→ **Exercise requirements**
Would you copy the lines below exactly and omit the images?

→ **The records**
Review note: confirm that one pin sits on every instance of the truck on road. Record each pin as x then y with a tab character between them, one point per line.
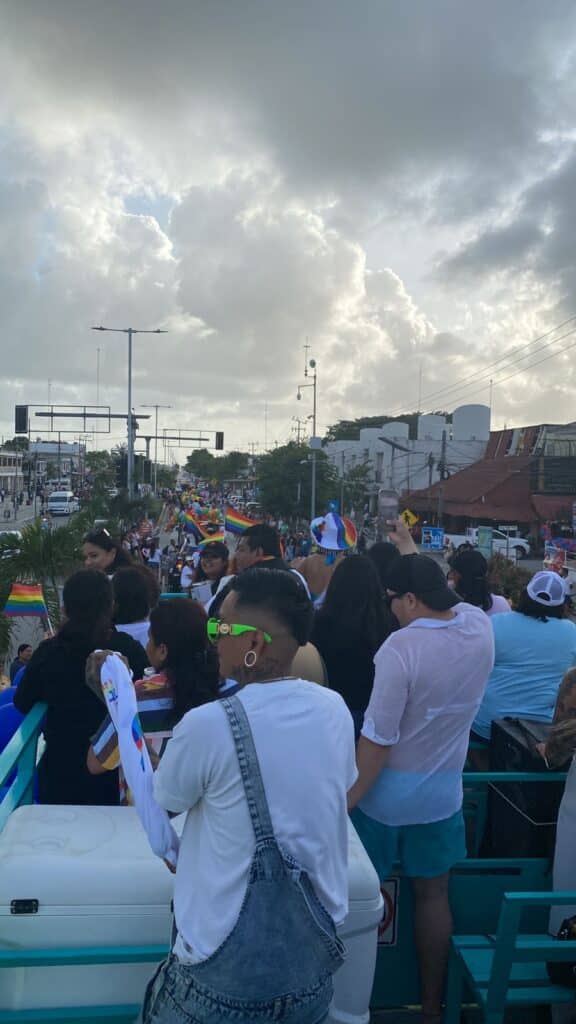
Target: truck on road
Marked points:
502	544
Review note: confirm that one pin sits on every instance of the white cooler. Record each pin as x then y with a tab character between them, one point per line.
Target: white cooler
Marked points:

→ **Solution to this problem**
Review note: confirm that one pin sits on every instance of the truck on road. Record each pin as x then y with a tab character between them, one point per line.
Target: truck on road
Marked points:
502	544
Review note: confirm that one pin sits on every instance of the white cooler. Record each pin as x then y with a tab character between them, one point per line.
Target: white cooler
Marked points:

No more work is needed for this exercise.